> [To do]:
Return each line of the records below that contains the word "order".

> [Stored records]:
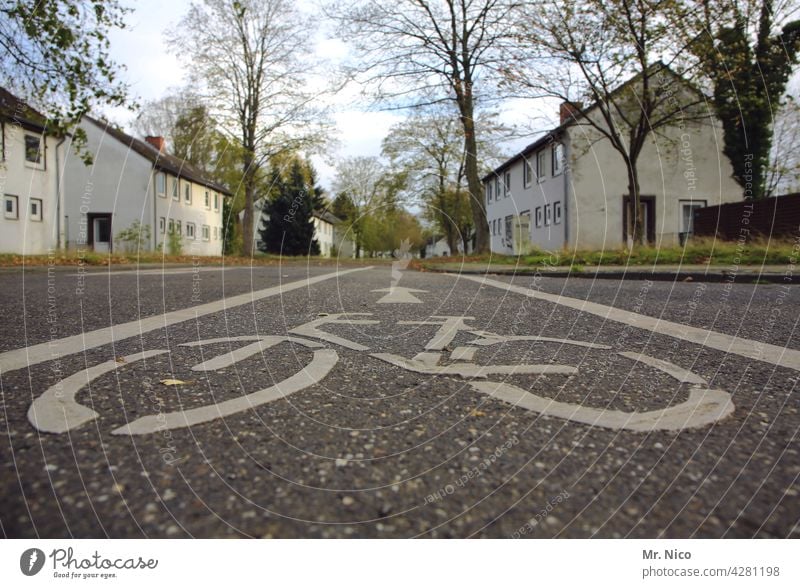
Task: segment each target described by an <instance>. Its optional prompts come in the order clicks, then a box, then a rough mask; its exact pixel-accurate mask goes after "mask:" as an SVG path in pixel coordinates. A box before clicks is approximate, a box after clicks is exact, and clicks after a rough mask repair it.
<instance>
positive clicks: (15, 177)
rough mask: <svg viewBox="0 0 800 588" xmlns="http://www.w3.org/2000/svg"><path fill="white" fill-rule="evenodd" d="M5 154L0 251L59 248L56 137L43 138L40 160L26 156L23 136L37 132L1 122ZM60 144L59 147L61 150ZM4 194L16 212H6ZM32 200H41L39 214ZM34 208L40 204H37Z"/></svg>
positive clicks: (11, 124) (62, 161)
mask: <svg viewBox="0 0 800 588" xmlns="http://www.w3.org/2000/svg"><path fill="white" fill-rule="evenodd" d="M2 132H3V145H4V157H3V158H2V159H1V160H0V194H2V211H0V253H17V254H24V255H34V254H44V253H47V251H48V250H49V249H55V248H57V247H58V234H57V232H58V228H59V226H58V197H59V193H58V174H57V172H58V165H59V164H61V165H63V161H62V162H59V163H57V162H56V157H63V151H60V150H59V149H57V145H58V142H59V140H58V139H57V138H55V137H45V139H44V141H43V144H44V146H45V148H44V153H42V154H41V155H40V157H41V163H39V164H37V163H32V162H29V161H27V160H26V158H25V135H26V134H28V135H34V136H38V137H41V134H40V133H37V132H34V131H30V130H26V129H24V128H22V127H21V126H19V125H15V124H13V123H9V122H4V123H3V125H2ZM63 148H64V147H63V145H62V147H61V150H63ZM6 196H8V197H9V200H10V201H11V202H12V203H14V205H15V209H16V211H15V213H13V214H7V213H6ZM32 200H36V201H41V210H40V211H39V212H38V214H33V213H32ZM36 205H37V208H38V207H39V203H38V202H37V203H36Z"/></svg>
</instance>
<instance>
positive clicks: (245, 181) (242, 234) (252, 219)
mask: <svg viewBox="0 0 800 588" xmlns="http://www.w3.org/2000/svg"><path fill="white" fill-rule="evenodd" d="M253 160H254V156H253V154H252V153H249V152H247V151H246V150H245V154H244V157H243V158H242V166H243V168H244V170H243V171H244V220H243V222H242V254H243V255H245V256H247V257H252V256H253V212H254V210H253V205H254V204H255V191H256V186H255V184H256V181H255V180H256V173H255V169H253Z"/></svg>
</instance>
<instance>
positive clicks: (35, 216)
mask: <svg viewBox="0 0 800 588" xmlns="http://www.w3.org/2000/svg"><path fill="white" fill-rule="evenodd" d="M31 220H33V221H39V222H41V220H42V200H41V199H40V198H31Z"/></svg>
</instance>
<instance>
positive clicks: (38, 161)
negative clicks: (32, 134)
mask: <svg viewBox="0 0 800 588" xmlns="http://www.w3.org/2000/svg"><path fill="white" fill-rule="evenodd" d="M25 161H27V162H28V163H35V164H36V165H41V164H42V136H41V135H28V134H26V135H25Z"/></svg>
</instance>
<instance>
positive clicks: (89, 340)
mask: <svg viewBox="0 0 800 588" xmlns="http://www.w3.org/2000/svg"><path fill="white" fill-rule="evenodd" d="M368 269H372V266H368V267H363V268H354V269H349V270H338V271H335V272H332V273H329V274H323V275H321V276H315V277H313V278H307V279H305V280H298V281H296V282H289V283H288V284H280V285H278V286H272V287H271V288H264V289H263V290H257V291H255V292H246V293H244V294H239V295H237V296H231V297H230V298H221V299H220V300H215V301H214V302H207V303H205V304H200V305H198V306H192V307H189V308H181V309H180V310H173V311H170V312H166V313H164V314H159V315H156V316H151V317H147V318H143V319H139V320H135V321H130V322H127V323H122V324H120V325H114V326H112V327H105V328H102V329H97V330H95V331H89V332H88V333H80V334H78V335H73V336H71V337H64V338H63V339H57V340H54V341H47V342H45V343H39V344H37V345H31V346H30V347H23V348H21V349H15V350H13V351H6V352H4V353H0V375H2V374H5V373H6V372H10V371H13V370H18V369H21V368H24V367H28V366H32V365H36V364H38V363H42V362H45V361H52V360H55V359H59V358H61V357H64V356H67V355H72V354H73V353H79V352H81V351H85V350H86V349H93V348H95V347H100V346H102V345H107V344H108V343H111V342H112V341H121V340H123V339H127V338H129V337H135V336H137V335H142V334H144V333H149V332H150V331H155V330H156V329H163V328H165V327H168V326H170V325H174V324H176V323H182V322H184V321H188V320H193V319H198V318H200V317H202V316H206V315H209V314H213V313H215V312H220V311H222V310H227V309H231V308H235V307H237V306H242V305H244V304H250V303H253V302H256V301H257V300H262V299H264V298H269V297H271V296H277V295H279V294H284V293H286V292H291V291H292V290H298V289H300V288H306V287H308V286H310V285H311V284H317V283H319V282H324V281H325V280H330V279H331V278H337V277H339V276H344V275H346V274H350V273H353V272H360V271H364V270H368Z"/></svg>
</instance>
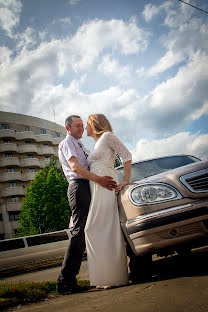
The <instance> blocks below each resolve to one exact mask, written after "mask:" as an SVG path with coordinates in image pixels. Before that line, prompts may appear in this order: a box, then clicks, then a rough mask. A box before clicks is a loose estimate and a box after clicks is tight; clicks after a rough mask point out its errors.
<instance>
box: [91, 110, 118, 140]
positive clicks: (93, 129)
mask: <svg viewBox="0 0 208 312" xmlns="http://www.w3.org/2000/svg"><path fill="white" fill-rule="evenodd" d="M88 123H89V125H90V126H91V127H92V131H93V132H94V133H95V134H97V135H101V134H103V133H104V132H107V131H110V132H113V129H112V127H111V124H110V122H109V121H108V119H107V118H106V117H105V115H103V114H92V115H90V116H89V117H88Z"/></svg>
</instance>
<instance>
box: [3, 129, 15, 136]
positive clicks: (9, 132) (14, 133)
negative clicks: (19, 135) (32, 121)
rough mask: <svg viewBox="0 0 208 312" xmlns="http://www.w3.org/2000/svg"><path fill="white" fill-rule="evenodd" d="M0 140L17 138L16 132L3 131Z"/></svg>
mask: <svg viewBox="0 0 208 312" xmlns="http://www.w3.org/2000/svg"><path fill="white" fill-rule="evenodd" d="M0 138H16V132H15V131H14V130H12V129H1V130H0Z"/></svg>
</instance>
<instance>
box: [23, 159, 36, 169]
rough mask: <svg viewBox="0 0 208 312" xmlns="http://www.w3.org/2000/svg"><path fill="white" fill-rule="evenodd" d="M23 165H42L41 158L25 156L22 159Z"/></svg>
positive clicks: (26, 165)
mask: <svg viewBox="0 0 208 312" xmlns="http://www.w3.org/2000/svg"><path fill="white" fill-rule="evenodd" d="M20 164H21V166H22V167H40V160H39V159H38V158H24V159H21V161H20Z"/></svg>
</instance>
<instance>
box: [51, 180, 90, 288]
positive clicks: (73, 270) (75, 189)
mask: <svg viewBox="0 0 208 312" xmlns="http://www.w3.org/2000/svg"><path fill="white" fill-rule="evenodd" d="M67 195H68V199H69V205H70V208H71V212H72V220H73V229H72V231H71V235H72V236H71V240H70V242H69V245H68V248H67V250H66V253H65V257H64V261H63V263H62V268H61V273H60V275H59V277H58V280H57V282H58V283H63V284H65V285H69V286H70V285H75V284H77V281H76V275H77V274H78V273H79V270H80V266H81V262H82V257H83V254H84V251H85V233H84V228H85V224H86V220H87V215H88V211H89V206H90V201H91V194H90V186H89V181H88V180H85V179H76V180H72V181H70V182H69V187H68V194H67Z"/></svg>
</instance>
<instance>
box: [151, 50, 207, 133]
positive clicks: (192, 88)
mask: <svg viewBox="0 0 208 312" xmlns="http://www.w3.org/2000/svg"><path fill="white" fill-rule="evenodd" d="M207 85H208V55H206V54H203V53H196V54H195V55H194V56H193V60H192V61H190V62H189V63H188V64H187V65H186V66H183V67H181V68H180V69H179V71H178V73H177V74H176V76H175V77H173V78H171V79H169V80H167V81H166V82H163V83H161V84H160V85H158V86H157V87H156V88H155V89H154V90H153V91H152V98H151V100H150V106H151V108H152V110H153V111H152V115H151V116H150V120H151V123H152V126H153V127H156V128H158V129H161V131H164V129H166V133H170V132H172V131H177V130H180V129H182V128H183V127H185V126H186V125H187V124H189V123H190V122H192V121H193V120H194V119H197V118H199V117H200V115H202V114H203V113H205V114H207V113H208V106H207V97H208V91H207ZM174 129H175V130H174Z"/></svg>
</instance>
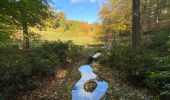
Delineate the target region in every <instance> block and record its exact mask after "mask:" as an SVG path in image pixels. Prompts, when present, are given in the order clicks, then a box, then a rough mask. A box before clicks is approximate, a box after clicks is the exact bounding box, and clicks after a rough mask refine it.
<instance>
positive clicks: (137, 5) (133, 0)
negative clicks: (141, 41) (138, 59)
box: [132, 0, 141, 49]
mask: <svg viewBox="0 0 170 100" xmlns="http://www.w3.org/2000/svg"><path fill="white" fill-rule="evenodd" d="M132 11H133V12H132V47H133V49H137V48H139V47H140V45H141V43H140V42H141V32H140V0H132Z"/></svg>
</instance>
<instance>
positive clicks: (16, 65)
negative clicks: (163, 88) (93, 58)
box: [0, 41, 79, 99]
mask: <svg viewBox="0 0 170 100" xmlns="http://www.w3.org/2000/svg"><path fill="white" fill-rule="evenodd" d="M5 48H6V47H5ZM12 48H15V47H12ZM8 49H9V50H11V51H12V52H5V50H6V49H4V48H3V49H2V53H0V76H1V77H0V99H1V98H7V97H15V96H17V95H18V93H20V92H22V91H27V90H29V89H31V88H34V86H35V82H36V80H35V79H37V78H42V76H43V77H53V76H54V75H55V73H56V71H57V70H58V69H59V68H62V66H63V65H64V64H66V61H67V58H68V56H72V57H76V56H77V54H78V52H77V51H78V50H79V47H77V46H75V45H74V44H73V43H72V42H60V41H57V42H45V43H44V44H43V45H42V46H41V47H38V48H34V49H32V50H29V51H22V52H20V50H17V48H15V49H10V48H8ZM73 51H74V53H73V55H70V54H71V52H73ZM33 76H34V77H33ZM35 77H37V78H35Z"/></svg>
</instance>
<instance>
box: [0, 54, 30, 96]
mask: <svg viewBox="0 0 170 100" xmlns="http://www.w3.org/2000/svg"><path fill="white" fill-rule="evenodd" d="M0 75H1V77H0V94H1V95H3V96H4V97H10V96H15V95H16V94H17V93H18V91H21V90H25V89H29V88H31V87H30V86H31V84H33V83H32V77H31V65H30V62H29V57H27V56H20V55H12V56H8V55H5V56H2V55H1V57H0ZM25 87H26V88H25Z"/></svg>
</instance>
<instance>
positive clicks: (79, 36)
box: [31, 28, 99, 45]
mask: <svg viewBox="0 0 170 100" xmlns="http://www.w3.org/2000/svg"><path fill="white" fill-rule="evenodd" d="M31 31H33V32H35V33H38V34H40V36H41V40H48V41H58V40H61V41H68V40H71V41H73V42H74V43H75V44H77V45H90V44H98V43H99V41H97V40H96V39H95V38H94V36H92V35H89V34H88V33H87V34H85V33H82V32H78V33H74V32H57V31H56V30H52V29H48V30H47V31H39V30H38V29H35V28H34V29H33V28H32V29H31Z"/></svg>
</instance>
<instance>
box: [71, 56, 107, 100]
mask: <svg viewBox="0 0 170 100" xmlns="http://www.w3.org/2000/svg"><path fill="white" fill-rule="evenodd" d="M99 55H100V54H99V53H96V54H95V55H93V57H92V58H93V59H96V58H97V57H98V56H99ZM79 71H80V73H81V79H80V80H79V81H78V82H77V83H76V84H75V86H74V88H73V90H72V100H100V99H101V98H102V97H103V96H104V94H105V93H106V92H107V89H108V83H107V82H106V81H104V80H101V79H99V78H98V76H97V75H96V74H95V73H93V68H92V67H91V65H90V64H86V65H83V66H81V67H80V68H79ZM90 80H93V81H94V82H95V83H96V84H97V86H96V88H95V89H94V90H93V91H92V92H88V91H86V90H85V88H84V85H85V83H86V82H88V81H90Z"/></svg>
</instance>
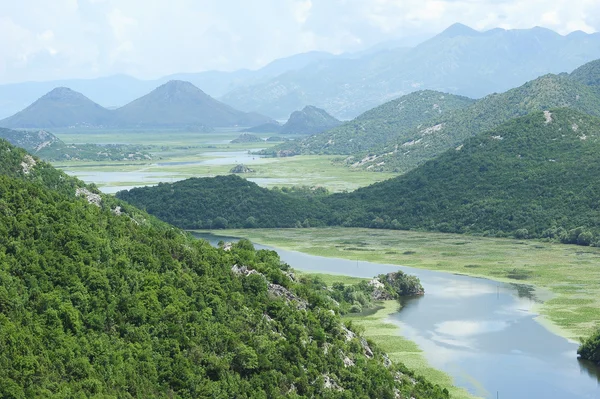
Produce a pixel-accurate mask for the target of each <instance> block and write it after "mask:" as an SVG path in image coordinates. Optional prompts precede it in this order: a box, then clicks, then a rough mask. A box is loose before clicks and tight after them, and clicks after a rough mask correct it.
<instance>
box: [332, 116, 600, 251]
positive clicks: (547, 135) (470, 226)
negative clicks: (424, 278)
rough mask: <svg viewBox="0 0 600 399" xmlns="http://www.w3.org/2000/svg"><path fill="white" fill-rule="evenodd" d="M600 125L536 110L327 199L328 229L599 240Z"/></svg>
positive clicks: (581, 118)
mask: <svg viewBox="0 0 600 399" xmlns="http://www.w3.org/2000/svg"><path fill="white" fill-rule="evenodd" d="M599 132H600V119H598V118H596V117H592V116H589V115H587V114H585V113H582V112H579V111H575V110H571V109H553V110H551V111H549V112H548V111H546V112H535V113H533V114H531V115H528V116H525V117H522V118H518V119H515V120H512V121H510V122H507V123H505V124H503V125H502V126H500V127H498V128H496V129H494V130H491V131H489V132H486V133H483V134H480V135H478V136H476V137H474V138H471V139H468V140H466V141H465V142H464V143H463V144H462V145H461V146H459V147H457V148H456V149H451V150H448V151H447V152H445V153H444V154H442V155H441V156H439V157H438V158H436V159H433V160H431V161H429V162H427V163H425V164H424V165H422V166H420V167H418V168H417V169H415V170H413V171H411V172H408V173H407V174H405V175H403V176H400V177H397V178H394V179H391V180H388V181H385V182H381V183H378V184H374V185H372V186H369V187H366V188H362V189H359V190H356V191H355V192H352V193H350V194H347V195H332V196H331V197H329V198H327V199H326V200H325V202H326V205H327V206H328V207H329V208H330V209H332V212H334V214H333V215H332V219H330V220H329V223H331V224H343V225H349V226H372V227H387V228H400V229H427V230H438V231H442V232H458V233H485V234H490V235H499V236H506V235H514V236H517V237H520V238H526V237H536V238H541V237H548V238H556V239H560V240H562V241H563V242H571V243H579V244H583V245H589V244H600V242H598V239H599V238H600V209H599V208H598V197H599V195H600V184H599V181H598V176H599V175H600V163H598V153H600V134H599Z"/></svg>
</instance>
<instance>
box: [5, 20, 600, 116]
mask: <svg viewBox="0 0 600 399" xmlns="http://www.w3.org/2000/svg"><path fill="white" fill-rule="evenodd" d="M398 46H399V44H397V43H396V44H394V43H383V44H382V45H378V46H374V47H373V48H371V49H368V50H366V51H363V52H360V53H356V54H340V55H333V54H329V53H324V52H309V53H304V54H297V55H294V56H291V57H287V58H283V59H279V60H275V61H273V62H272V63H270V64H269V65H267V66H265V67H263V68H261V69H259V70H256V71H250V70H239V71H234V72H221V71H208V72H201V73H178V74H173V75H170V76H166V77H163V78H160V79H157V80H147V81H144V80H138V79H135V78H132V77H130V76H126V75H117V76H111V77H105V78H99V79H90V80H63V81H54V82H26V83H18V84H9V85H0V117H7V116H9V115H12V114H14V113H15V112H17V111H19V110H21V109H23V108H24V107H26V106H27V105H28V104H30V103H32V102H33V101H35V100H36V99H37V98H39V97H41V96H42V95H43V94H44V93H47V92H49V91H50V90H52V89H53V88H55V87H58V86H64V87H69V88H71V89H73V90H75V91H78V92H81V93H82V94H84V95H85V96H87V97H89V98H90V99H91V100H93V101H94V102H97V103H99V104H101V105H102V106H104V107H117V106H123V105H125V104H126V103H128V102H131V101H133V100H134V99H136V98H138V97H140V96H142V95H144V94H146V93H148V92H149V91H151V90H153V89H154V88H156V87H157V86H159V85H161V84H164V83H166V82H168V81H170V80H185V81H189V82H191V83H192V84H194V85H195V86H197V87H199V88H201V89H202V90H203V91H205V92H206V93H207V94H209V95H210V96H212V97H214V98H218V99H219V100H222V101H223V102H224V103H226V104H229V105H231V106H233V107H234V108H237V109H240V110H243V111H255V112H259V113H261V114H264V115H268V116H270V117H272V118H275V119H285V118H287V117H288V116H289V115H290V114H291V113H292V112H293V111H295V110H298V109H302V108H303V107H305V106H307V105H314V106H317V107H319V108H324V109H326V110H327V111H328V112H329V113H331V114H332V115H333V116H335V117H336V118H338V119H351V118H353V117H355V116H357V115H359V114H360V113H362V112H364V111H366V110H368V109H370V108H373V107H375V106H377V105H380V104H382V103H384V102H386V101H389V100H391V99H393V98H396V97H399V96H401V95H405V94H408V93H410V92H413V91H416V90H423V89H432V90H437V91H442V92H448V93H453V94H459V95H464V96H468V97H473V98H478V97H483V96H485V95H487V94H491V93H493V92H502V91H506V90H508V89H510V88H512V87H515V86H518V85H521V84H523V83H525V82H526V81H528V80H531V79H534V78H536V77H538V76H540V75H543V74H547V73H561V72H570V71H572V70H573V69H575V68H577V67H578V66H580V65H582V64H584V63H585V62H588V61H591V60H594V59H597V58H600V34H598V33H595V34H586V33H584V32H573V33H571V34H569V35H566V36H561V35H559V34H558V33H555V32H553V31H551V30H548V29H544V28H532V29H522V30H508V31H507V30H503V29H492V30H490V31H487V32H478V31H475V30H473V29H471V28H469V27H467V26H464V25H460V24H456V25H453V26H451V27H450V28H448V29H447V30H445V31H444V32H442V33H440V34H439V35H437V36H435V37H433V38H432V39H429V40H427V41H425V42H423V43H421V44H419V45H417V46H415V47H413V48H407V47H398Z"/></svg>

> [Result of the task]:
Task: segment each target described by an <instance>. Its optional prompts come in the order clicks, then a box, then a rough mask; its exact pixel-accurate mask goes after "mask:" as an SVG path in pixel coordinates. A box before clicks is approximate, a box after clicks is exact, and clicks after a rough mask repair it.
The <instance> blocks below each resolve to one exact mask, written after "mask:" as an SVG path with coordinates in image pixels. Before that line, prompts may appear in this order: a box, then clicks, then a rough mask. A box before clicks is a loose estimate and a box after clicks is tight; clicks after a rough mask point out its errors.
Delineate the target region in every <instance> block and record its exact mask after "mask:" as an SVG path in image pixels. Prompts, when present, are given in the order clicks, then a box, then a rough mask. A box before clicks is approximate, a box after clicks is the exact bounding box, and clicks after a rough mask refine it.
Produce a pixel-accurate mask for the target of each <instance> block and write it after "mask:" as an SVG path in image coordinates. Optional prompts precede it in this order: a box, then clicks, then a rough mask. A box is loose before clicks and tight after them, and clicks after a rough mask correct it.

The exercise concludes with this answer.